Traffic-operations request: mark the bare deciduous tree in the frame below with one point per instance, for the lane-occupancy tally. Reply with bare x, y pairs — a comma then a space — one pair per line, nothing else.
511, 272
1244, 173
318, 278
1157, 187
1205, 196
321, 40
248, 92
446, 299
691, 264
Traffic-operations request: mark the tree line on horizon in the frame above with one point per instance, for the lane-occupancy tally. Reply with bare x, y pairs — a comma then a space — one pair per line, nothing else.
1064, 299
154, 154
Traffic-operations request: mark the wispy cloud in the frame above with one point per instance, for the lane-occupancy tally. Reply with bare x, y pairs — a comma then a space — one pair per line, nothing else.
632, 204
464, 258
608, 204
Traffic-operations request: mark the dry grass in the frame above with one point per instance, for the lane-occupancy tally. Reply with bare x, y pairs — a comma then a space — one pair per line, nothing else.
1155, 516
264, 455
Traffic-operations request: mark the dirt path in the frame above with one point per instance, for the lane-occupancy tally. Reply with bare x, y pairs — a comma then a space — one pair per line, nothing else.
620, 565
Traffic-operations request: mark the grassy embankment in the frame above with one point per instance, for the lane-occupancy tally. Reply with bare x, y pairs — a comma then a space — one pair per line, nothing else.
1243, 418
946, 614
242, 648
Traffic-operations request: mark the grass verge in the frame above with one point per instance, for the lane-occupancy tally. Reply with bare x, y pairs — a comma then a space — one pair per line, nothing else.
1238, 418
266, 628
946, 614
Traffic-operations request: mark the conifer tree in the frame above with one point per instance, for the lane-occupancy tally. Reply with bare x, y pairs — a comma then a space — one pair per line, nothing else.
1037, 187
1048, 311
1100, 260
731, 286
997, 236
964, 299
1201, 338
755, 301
────
> [Task brief]
Switch every "lane-occupancy tally" in the records above to "vegetation survey", and give all the lines again with nothing else changed.

> [Complete output]
Traffic-operations request: mark the bare deciduous tree in the frame below with one point per instance, for the vegetation survey. Reply with bare x, y pairs — a comma then a space — one pair per line, nothing else.
511, 272
1244, 173
318, 278
1157, 187
1205, 196
321, 40
248, 92
446, 299
691, 264
Traffic-operations request: mark the tree line on horizon in the frame above with one point per instance, for the vegetation survey. Reply with bare x, y pairs — a comma then a space — one pair per line, nothing else.
1064, 299
154, 154
Traffic-operations request: mark the wispy cloud in the frame above with one point per instance, for the vegetation survey. Reply with bare x, y pairs — a comma then a space — one pair per line, nothing else.
632, 204
464, 258
608, 204
Traffic-operations request: mark the dry grass in the frame above with one point per instance, for the vegetation survey. Reply with bare x, y pairs — a comma then a space — one pair per line, nothing else.
1155, 516
264, 455
Traffic-operations request: mark the dirt path in the frame above with one point per instance, for the vegetation survey. Reply with bare x, y pairs — a comma then a space — one pair per line, nothing else.
620, 565
Traffic-operations request: mark the grassy embankment in the frame above with one point per instance, for the vegetation survey. Reply with bare x, y pairs — a comma then a space — one pair per line, nothing else.
1243, 418
946, 614
242, 648
Traffic-operations request: mark the grass verge in the frame above with one point per instance, for the vegetation survey. Reply with bare x, y pairs — a comma then a space — one pair per line, nothing else.
1238, 418
266, 628
946, 614
Traffic-operations request: mark the conifer tree in the frame above with one point per instance, for the vegetation survey. Reply with bare x, y pairs — a comma then a space — one pair per line, nothing else.
1037, 187
1048, 311
1100, 260
731, 286
997, 236
964, 299
1201, 338
755, 301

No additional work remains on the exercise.